___ Material for this task ___

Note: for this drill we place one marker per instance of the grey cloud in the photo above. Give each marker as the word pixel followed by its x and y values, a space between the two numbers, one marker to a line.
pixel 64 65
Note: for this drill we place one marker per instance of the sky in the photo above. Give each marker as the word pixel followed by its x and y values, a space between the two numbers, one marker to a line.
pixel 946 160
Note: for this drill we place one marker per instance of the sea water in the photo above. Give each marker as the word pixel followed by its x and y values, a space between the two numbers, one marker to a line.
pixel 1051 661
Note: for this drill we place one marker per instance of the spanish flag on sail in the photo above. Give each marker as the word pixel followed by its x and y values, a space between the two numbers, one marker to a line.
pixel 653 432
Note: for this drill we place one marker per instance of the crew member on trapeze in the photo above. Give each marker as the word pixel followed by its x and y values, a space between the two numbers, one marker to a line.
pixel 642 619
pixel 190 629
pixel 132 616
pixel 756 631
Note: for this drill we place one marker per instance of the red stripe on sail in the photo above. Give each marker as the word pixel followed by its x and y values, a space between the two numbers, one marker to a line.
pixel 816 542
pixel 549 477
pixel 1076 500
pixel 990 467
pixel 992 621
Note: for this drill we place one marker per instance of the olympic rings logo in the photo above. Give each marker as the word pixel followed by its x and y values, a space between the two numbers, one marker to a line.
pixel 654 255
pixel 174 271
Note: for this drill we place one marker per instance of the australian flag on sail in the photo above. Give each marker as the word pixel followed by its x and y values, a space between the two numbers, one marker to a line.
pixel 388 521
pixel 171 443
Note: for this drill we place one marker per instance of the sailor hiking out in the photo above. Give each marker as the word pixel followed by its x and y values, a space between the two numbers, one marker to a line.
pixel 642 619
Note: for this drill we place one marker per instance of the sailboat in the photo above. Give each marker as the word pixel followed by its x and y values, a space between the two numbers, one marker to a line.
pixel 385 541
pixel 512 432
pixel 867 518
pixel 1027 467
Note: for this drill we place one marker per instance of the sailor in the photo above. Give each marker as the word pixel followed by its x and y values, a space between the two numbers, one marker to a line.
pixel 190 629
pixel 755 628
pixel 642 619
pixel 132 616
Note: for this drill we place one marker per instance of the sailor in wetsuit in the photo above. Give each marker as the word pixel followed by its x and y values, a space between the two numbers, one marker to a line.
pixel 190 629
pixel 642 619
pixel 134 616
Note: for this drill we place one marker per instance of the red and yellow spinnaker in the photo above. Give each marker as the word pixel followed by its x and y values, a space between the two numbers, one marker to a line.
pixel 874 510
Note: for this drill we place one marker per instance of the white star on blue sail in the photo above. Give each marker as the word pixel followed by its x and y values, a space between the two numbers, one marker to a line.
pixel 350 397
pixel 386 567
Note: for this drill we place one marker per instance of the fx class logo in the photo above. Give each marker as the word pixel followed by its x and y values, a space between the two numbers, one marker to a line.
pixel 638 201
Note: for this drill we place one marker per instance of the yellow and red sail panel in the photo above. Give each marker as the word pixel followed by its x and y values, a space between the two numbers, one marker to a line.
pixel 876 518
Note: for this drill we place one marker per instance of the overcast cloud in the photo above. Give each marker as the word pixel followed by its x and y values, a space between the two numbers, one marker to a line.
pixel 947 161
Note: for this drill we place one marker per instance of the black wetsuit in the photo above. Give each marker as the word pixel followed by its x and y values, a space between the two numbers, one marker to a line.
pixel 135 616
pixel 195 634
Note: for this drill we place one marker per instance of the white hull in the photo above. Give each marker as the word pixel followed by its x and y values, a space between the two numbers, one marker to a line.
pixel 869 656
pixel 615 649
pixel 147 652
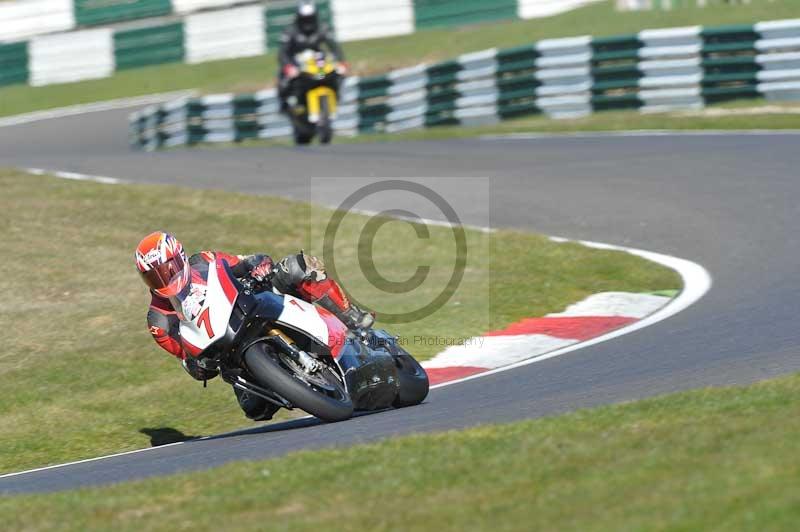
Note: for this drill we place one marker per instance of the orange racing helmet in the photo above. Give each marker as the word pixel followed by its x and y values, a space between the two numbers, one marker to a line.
pixel 162 264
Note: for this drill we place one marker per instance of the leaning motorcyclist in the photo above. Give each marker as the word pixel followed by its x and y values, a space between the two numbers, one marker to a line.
pixel 307 33
pixel 164 268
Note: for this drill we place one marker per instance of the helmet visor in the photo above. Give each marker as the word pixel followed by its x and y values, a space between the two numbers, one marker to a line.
pixel 308 25
pixel 166 279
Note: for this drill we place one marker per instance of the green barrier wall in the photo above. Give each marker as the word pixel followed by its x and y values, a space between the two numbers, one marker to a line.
pixel 281 15
pixel 95 12
pixel 13 63
pixel 149 46
pixel 440 13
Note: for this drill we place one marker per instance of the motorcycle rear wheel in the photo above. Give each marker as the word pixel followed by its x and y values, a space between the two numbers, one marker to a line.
pixel 329 403
pixel 414 385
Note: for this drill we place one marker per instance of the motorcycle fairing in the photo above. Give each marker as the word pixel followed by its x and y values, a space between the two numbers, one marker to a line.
pixel 206 321
pixel 315 322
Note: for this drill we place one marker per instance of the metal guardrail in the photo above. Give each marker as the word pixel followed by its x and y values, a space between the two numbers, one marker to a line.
pixel 654 70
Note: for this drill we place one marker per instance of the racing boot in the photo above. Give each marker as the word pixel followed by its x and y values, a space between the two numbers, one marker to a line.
pixel 329 295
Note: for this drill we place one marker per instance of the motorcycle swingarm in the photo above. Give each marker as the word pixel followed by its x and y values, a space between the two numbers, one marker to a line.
pixel 272 397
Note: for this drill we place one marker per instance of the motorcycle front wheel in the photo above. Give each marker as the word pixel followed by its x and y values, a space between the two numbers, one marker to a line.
pixel 322 394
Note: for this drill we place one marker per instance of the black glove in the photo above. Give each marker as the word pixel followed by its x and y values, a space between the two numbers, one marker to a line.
pixel 197 372
pixel 262 271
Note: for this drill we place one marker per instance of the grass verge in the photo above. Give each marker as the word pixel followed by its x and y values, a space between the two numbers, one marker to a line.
pixel 82 377
pixel 715 459
pixel 767 118
pixel 381 55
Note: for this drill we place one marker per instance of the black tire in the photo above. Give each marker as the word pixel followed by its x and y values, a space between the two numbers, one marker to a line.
pixel 271 374
pixel 302 139
pixel 414 383
pixel 324 128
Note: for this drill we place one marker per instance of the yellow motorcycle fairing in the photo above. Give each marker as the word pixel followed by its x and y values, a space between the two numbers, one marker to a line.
pixel 313 99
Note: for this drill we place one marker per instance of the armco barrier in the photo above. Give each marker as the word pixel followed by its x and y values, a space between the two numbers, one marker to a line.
pixel 441 13
pixel 148 46
pixel 94 13
pixel 654 70
pixel 356 20
pixel 23 19
pixel 251 28
pixel 225 34
pixel 65 57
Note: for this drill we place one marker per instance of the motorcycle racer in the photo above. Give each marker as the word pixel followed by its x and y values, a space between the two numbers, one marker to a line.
pixel 177 285
pixel 305 34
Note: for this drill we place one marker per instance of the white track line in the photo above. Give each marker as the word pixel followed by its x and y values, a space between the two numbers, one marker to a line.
pixel 642 133
pixel 76 176
pixel 696 282
pixel 109 105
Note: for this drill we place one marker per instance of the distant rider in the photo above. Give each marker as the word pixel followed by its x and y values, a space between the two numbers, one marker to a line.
pixel 307 33
pixel 173 279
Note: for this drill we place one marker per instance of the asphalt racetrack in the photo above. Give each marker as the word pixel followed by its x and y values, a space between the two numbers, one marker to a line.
pixel 728 202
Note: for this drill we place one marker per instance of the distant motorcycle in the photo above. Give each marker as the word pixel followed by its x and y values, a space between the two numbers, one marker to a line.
pixel 313 100
pixel 295 354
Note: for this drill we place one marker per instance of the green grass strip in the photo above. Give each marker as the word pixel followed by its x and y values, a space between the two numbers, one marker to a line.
pixel 714 459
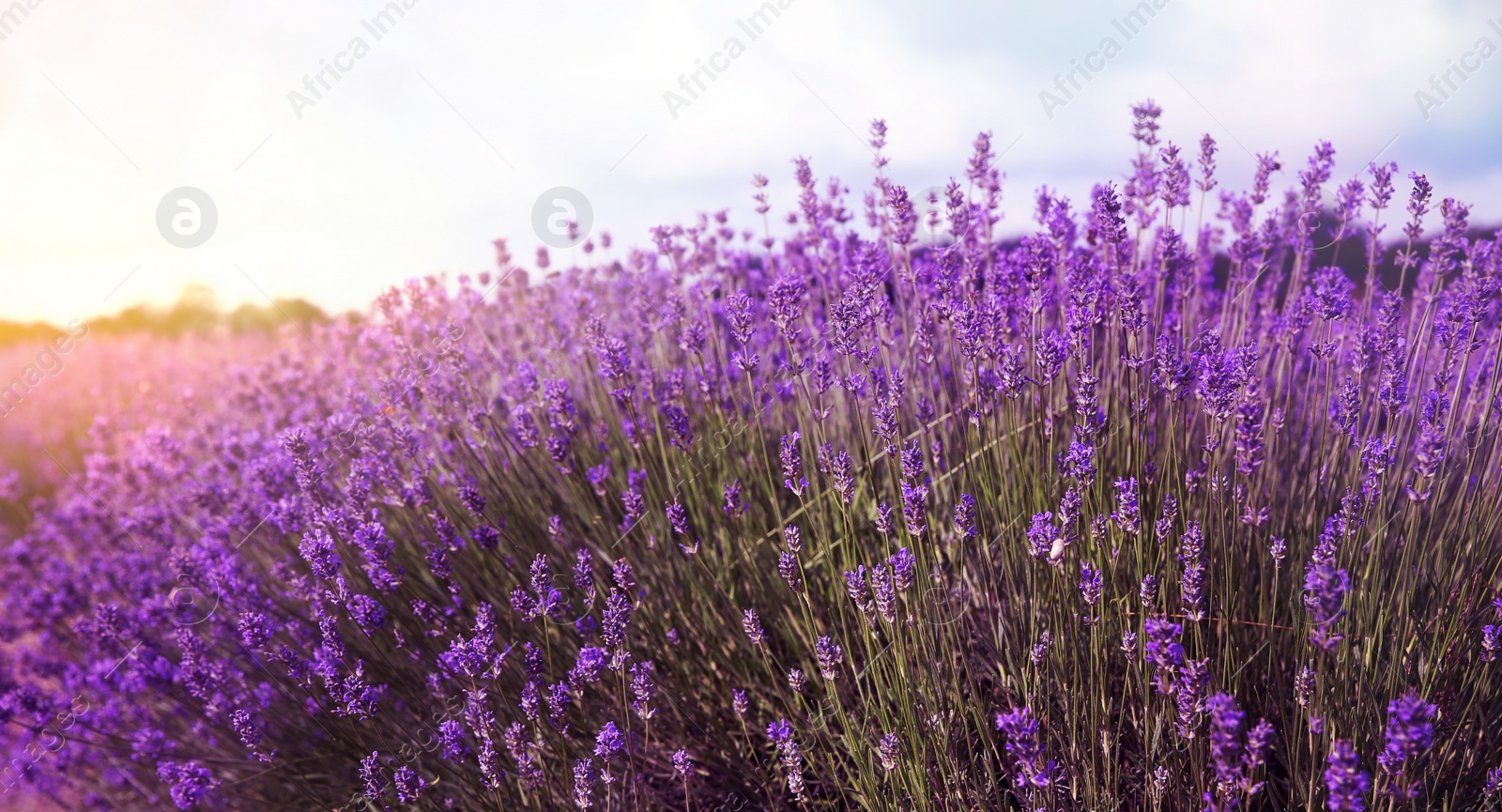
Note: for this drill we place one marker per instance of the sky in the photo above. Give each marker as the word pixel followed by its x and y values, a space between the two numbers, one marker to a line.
pixel 340 150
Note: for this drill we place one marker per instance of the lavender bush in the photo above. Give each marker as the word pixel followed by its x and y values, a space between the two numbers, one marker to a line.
pixel 1178 503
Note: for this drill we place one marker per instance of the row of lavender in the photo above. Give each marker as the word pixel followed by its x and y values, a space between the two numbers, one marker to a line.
pixel 1146 509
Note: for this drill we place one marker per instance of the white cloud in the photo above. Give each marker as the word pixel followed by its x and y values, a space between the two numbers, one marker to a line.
pixel 382 179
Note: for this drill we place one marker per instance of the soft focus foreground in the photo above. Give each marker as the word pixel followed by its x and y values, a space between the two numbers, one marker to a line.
pixel 1149 509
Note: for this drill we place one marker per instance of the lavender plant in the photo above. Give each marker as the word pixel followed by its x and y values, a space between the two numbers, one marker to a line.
pixel 831 520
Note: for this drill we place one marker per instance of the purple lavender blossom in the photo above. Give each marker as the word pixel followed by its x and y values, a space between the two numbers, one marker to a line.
pixel 753 626
pixel 1025 746
pixel 830 658
pixel 903 566
pixel 792 458
pixel 1128 511
pixel 965 516
pixel 886 751
pixel 1344 781
pixel 1409 734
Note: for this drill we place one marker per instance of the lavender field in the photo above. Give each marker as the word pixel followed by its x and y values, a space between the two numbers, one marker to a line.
pixel 1188 500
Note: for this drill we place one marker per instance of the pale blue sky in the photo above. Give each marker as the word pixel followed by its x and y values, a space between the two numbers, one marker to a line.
pixel 443 134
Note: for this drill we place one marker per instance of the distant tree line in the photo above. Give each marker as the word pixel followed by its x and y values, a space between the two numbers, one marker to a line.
pixel 195 313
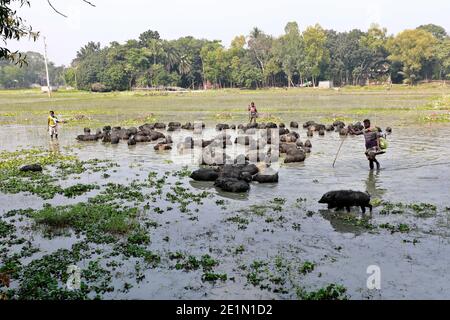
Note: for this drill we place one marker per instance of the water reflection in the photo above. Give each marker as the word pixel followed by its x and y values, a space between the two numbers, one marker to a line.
pixel 53 146
pixel 373 183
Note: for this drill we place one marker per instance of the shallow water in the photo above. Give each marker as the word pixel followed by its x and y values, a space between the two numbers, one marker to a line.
pixel 416 168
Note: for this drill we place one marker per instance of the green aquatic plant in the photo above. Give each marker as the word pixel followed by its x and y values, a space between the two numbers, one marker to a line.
pixel 330 292
pixel 88 218
pixel 403 228
pixel 307 267
pixel 211 276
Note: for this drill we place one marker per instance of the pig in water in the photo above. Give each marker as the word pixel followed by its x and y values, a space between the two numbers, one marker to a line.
pixel 345 199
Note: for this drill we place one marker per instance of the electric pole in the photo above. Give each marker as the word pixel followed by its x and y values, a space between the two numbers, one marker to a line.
pixel 49 89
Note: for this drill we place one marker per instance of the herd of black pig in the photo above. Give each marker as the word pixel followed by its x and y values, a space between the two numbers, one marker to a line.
pixel 235 175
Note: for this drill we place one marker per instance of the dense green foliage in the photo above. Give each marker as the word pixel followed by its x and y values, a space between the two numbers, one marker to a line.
pixel 295 58
pixel 32 73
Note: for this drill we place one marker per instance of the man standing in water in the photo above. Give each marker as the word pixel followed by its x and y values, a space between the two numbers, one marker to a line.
pixel 53 125
pixel 372 137
pixel 253 112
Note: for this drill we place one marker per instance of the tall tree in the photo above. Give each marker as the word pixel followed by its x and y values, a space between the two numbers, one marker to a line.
pixel 316 52
pixel 412 48
pixel 260 45
pixel 289 50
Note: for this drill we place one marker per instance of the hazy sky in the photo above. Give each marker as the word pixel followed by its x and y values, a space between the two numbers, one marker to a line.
pixel 120 20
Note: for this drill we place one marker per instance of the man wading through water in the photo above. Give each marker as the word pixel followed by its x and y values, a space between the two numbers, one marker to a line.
pixel 372 137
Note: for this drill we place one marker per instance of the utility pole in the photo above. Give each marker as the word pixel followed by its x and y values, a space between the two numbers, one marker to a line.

___

**Task statement:** Starting at the beginning of the material and ending at the line that contains "pixel 992 621", format those lines as a numbered list, skipping any blank lines.

**Task result:**
1. Note: for this drill we place one marker per instance of the grey cloud in the photo above. Give each marker as the word pixel followed by its x and y values, a space between the two numbers, one marker to a line.
2. pixel 64 65
3. Note: for this drill we place one marker per instance of the sky in the photo above. Give each marker as the word pixel followed by its x and y values, a space between the two numbers, one marker to a line.
4. pixel 946 160
5. Note: for this drill we place one marker per instance of the sea water in the photo above. Give each marker as the word pixel followed by its x and y values, a space between the two numbers, one marker to a line.
6. pixel 1051 661
7. Note: for this drill we place one marker per instance of the spanish flag on sail in the photo above. Give each marker as the word pixel followed by its x and y values, a space between the two numbers, one marker to a line.
8. pixel 653 432
9. Note: for this drill we place one marker per instance of the crew member on trapeze in the photo above. Give each marker as the word pixel followed by its x and y values, a space between the two numbers, one marker to a line.
10. pixel 642 619
11. pixel 190 629
12. pixel 132 616
13. pixel 756 631
14. Note: for this drill we place one marker per instance of the red stripe on sail in the photo above. Give each marker as the word pixel followed by its x and y values, a space between the two numbers, one marker to a line.
15. pixel 816 542
16. pixel 549 477
17. pixel 1076 500
18. pixel 990 467
19. pixel 992 621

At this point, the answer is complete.